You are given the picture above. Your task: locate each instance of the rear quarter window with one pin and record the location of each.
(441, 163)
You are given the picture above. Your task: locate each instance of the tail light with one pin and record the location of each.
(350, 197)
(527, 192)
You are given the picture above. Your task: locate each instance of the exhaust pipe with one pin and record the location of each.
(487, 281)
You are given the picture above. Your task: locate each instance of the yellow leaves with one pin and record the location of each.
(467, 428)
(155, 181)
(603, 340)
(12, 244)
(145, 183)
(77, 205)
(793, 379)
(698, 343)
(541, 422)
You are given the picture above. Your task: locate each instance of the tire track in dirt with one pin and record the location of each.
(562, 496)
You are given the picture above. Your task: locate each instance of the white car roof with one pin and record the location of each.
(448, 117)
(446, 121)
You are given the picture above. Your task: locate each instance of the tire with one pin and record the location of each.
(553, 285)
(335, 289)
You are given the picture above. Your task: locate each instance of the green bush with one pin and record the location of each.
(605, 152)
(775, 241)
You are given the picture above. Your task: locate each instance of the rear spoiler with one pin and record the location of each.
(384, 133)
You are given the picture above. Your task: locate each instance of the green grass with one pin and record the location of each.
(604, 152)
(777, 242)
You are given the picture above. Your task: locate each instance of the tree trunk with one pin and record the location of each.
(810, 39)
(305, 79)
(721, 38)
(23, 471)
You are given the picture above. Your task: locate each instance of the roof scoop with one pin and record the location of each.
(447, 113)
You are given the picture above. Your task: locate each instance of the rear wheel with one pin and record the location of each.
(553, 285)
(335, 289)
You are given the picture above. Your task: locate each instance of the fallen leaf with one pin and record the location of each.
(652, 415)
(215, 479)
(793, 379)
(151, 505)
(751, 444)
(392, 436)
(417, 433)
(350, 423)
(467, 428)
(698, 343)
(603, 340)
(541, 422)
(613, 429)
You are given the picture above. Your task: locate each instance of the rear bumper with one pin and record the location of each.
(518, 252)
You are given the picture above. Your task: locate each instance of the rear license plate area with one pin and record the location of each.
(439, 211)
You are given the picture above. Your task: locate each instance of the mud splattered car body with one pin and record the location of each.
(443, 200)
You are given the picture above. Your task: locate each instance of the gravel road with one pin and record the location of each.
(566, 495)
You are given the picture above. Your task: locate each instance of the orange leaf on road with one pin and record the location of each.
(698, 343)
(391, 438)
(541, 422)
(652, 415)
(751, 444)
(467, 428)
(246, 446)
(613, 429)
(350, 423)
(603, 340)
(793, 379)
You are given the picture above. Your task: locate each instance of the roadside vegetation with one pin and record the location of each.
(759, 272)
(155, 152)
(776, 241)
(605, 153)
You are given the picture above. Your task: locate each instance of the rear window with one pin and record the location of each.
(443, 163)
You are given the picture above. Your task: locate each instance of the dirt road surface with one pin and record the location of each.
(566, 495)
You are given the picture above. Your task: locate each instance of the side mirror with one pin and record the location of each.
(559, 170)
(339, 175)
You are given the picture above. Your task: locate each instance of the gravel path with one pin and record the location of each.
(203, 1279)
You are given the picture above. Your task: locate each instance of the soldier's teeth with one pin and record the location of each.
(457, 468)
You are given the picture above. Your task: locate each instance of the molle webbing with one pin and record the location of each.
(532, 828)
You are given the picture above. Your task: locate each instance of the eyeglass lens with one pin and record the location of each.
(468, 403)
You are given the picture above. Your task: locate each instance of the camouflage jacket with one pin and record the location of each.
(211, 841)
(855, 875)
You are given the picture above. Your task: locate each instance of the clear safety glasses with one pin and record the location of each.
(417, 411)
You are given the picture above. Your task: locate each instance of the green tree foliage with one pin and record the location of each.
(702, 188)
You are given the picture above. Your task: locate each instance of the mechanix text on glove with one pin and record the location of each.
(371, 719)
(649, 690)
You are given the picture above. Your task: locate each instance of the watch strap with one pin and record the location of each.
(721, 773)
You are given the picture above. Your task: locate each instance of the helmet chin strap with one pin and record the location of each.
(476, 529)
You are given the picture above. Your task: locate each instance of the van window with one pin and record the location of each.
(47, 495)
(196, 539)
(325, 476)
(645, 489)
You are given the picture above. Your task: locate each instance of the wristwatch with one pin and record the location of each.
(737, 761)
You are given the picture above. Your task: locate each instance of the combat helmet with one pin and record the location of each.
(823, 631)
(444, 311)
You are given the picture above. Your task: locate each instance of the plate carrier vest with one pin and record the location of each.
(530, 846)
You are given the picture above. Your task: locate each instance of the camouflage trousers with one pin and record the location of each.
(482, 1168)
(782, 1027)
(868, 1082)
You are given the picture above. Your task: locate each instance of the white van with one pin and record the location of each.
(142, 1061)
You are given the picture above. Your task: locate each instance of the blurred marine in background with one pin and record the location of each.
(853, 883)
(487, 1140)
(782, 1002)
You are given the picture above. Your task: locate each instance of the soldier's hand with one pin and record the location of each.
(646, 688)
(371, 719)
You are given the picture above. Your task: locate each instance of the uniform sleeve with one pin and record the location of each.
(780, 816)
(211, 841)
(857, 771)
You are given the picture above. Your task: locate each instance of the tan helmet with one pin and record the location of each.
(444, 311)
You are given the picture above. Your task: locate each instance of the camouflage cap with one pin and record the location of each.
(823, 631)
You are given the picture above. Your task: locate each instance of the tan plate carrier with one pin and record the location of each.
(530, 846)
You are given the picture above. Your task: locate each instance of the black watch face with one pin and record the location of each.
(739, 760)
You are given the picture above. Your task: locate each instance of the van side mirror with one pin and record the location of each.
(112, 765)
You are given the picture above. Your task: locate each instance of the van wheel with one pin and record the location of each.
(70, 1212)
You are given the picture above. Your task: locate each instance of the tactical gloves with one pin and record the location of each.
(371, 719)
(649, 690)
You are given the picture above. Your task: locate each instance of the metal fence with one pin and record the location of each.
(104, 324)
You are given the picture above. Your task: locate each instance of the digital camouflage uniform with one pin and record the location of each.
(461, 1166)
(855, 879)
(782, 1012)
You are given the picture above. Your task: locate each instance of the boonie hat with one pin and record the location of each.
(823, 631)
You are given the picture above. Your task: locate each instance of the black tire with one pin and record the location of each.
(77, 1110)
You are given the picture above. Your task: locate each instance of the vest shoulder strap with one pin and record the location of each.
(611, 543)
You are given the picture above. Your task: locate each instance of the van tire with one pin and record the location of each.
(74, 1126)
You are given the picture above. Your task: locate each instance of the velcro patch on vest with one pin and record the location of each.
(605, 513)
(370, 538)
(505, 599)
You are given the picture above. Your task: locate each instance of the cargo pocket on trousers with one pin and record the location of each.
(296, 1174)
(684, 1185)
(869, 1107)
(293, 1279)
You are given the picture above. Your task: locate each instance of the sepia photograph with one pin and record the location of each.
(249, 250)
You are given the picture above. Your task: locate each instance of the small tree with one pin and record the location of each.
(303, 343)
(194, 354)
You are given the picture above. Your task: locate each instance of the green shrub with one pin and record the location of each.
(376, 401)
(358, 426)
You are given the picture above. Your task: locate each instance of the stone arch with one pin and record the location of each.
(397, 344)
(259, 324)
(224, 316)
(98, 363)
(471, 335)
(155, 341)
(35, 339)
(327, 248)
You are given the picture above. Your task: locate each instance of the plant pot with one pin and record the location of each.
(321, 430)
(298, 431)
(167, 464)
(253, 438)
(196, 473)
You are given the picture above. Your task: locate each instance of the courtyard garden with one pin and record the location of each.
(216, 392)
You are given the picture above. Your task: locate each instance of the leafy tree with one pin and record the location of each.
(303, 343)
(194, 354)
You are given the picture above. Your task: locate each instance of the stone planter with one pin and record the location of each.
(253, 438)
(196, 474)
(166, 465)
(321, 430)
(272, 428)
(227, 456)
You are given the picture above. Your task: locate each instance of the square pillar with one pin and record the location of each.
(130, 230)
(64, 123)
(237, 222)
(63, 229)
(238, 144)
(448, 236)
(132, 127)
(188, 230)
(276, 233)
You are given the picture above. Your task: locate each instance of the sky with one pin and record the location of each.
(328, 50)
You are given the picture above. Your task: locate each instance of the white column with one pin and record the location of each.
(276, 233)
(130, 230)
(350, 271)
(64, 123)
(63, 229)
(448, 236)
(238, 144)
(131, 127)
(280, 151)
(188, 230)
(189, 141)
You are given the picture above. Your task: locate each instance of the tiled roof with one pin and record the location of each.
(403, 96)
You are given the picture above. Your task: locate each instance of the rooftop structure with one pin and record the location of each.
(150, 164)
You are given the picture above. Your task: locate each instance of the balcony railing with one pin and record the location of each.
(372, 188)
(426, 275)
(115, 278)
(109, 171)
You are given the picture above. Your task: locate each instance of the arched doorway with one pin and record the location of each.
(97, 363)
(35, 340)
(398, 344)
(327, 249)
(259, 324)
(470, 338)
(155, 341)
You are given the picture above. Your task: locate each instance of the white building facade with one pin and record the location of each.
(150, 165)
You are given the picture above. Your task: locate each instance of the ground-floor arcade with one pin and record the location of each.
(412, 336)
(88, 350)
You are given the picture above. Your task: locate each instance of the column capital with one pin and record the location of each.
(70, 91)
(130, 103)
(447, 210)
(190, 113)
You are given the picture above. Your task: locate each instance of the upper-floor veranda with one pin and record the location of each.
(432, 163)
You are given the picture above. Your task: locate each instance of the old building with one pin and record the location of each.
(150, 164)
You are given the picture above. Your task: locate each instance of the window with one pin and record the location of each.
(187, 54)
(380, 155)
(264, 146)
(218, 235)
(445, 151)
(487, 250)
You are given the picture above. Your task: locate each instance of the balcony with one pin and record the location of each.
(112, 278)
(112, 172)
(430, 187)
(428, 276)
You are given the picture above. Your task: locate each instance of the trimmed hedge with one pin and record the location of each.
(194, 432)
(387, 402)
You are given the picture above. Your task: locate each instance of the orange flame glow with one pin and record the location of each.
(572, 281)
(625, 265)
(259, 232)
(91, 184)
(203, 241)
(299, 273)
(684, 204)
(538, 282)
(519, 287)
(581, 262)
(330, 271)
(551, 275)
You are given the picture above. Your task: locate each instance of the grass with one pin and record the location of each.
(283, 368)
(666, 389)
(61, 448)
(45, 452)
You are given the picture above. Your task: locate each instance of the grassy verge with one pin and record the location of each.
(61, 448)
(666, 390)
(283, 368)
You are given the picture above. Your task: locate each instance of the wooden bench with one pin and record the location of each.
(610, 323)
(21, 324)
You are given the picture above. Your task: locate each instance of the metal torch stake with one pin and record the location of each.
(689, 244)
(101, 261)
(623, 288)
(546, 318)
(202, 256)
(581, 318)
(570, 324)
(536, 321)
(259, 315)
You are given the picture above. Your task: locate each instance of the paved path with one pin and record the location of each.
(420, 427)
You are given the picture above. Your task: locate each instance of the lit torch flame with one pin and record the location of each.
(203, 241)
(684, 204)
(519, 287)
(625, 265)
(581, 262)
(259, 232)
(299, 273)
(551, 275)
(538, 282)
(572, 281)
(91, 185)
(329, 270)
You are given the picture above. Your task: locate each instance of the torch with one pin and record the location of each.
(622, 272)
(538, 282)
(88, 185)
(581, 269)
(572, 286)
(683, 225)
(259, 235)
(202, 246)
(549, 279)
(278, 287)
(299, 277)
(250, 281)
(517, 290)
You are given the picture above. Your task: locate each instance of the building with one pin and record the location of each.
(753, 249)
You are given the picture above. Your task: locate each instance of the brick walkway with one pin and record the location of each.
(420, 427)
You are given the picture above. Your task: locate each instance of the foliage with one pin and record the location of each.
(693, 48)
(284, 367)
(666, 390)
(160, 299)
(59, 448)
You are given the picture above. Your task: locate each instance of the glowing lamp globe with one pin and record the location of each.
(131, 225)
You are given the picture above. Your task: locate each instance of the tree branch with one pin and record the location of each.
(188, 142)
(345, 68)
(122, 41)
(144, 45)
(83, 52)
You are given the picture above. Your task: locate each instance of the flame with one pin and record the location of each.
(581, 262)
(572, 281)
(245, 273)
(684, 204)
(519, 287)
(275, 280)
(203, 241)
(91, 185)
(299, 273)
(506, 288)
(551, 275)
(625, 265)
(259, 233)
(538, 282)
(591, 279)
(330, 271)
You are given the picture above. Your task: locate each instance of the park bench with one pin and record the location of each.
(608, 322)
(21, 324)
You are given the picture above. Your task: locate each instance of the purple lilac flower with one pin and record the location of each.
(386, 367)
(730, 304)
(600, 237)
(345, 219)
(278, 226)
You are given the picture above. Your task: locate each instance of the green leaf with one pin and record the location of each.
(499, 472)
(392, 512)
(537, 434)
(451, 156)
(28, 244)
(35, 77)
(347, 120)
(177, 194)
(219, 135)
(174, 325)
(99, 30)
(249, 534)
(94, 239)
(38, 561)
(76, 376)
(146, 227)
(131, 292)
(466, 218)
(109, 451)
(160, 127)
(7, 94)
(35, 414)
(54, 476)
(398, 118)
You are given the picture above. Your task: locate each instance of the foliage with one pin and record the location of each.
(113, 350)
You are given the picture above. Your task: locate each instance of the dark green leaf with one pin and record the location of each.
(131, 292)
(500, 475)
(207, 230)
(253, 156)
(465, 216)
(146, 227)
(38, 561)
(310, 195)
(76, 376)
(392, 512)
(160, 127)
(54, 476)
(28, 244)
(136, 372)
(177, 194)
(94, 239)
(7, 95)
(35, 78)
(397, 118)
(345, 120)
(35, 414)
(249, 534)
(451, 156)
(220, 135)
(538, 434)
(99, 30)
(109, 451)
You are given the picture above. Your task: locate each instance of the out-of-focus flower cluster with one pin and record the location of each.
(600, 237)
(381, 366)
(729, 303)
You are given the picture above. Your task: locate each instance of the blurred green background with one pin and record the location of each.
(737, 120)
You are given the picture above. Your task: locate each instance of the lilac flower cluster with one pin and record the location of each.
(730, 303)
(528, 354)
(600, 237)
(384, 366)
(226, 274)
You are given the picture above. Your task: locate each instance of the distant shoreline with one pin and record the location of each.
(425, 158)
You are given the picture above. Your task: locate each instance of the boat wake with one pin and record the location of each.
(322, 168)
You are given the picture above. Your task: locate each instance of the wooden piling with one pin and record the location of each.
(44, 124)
========================================
The line containing "of the out-of-focus" and every line after it, through the end of the records, should be repeated exactly and alone.

You are given the picture above. Your task: locate each instance of the out-of-focus flower cluster with one pin and record the location of each.
(600, 237)
(381, 366)
(729, 303)
You are given the picture above. Your task: locate each instance of the blurred green background with one pin and record the location of each.
(737, 120)
You are given the picture above. Your task: locate each instance of the lilac flower cluster with one pin and record the location of each.
(730, 303)
(528, 354)
(600, 237)
(384, 366)
(226, 274)
You are given the picture above. Your task: locate each instance of the distant shoreline with one pin and record the location of each.
(425, 158)
You are given the picture above. Your task: locate each instance of the boat wake with one pin and record the location of each.
(322, 168)
You are given the picture above. Your task: locate each instance of the wooden piling with one pin and record the location of each.
(44, 124)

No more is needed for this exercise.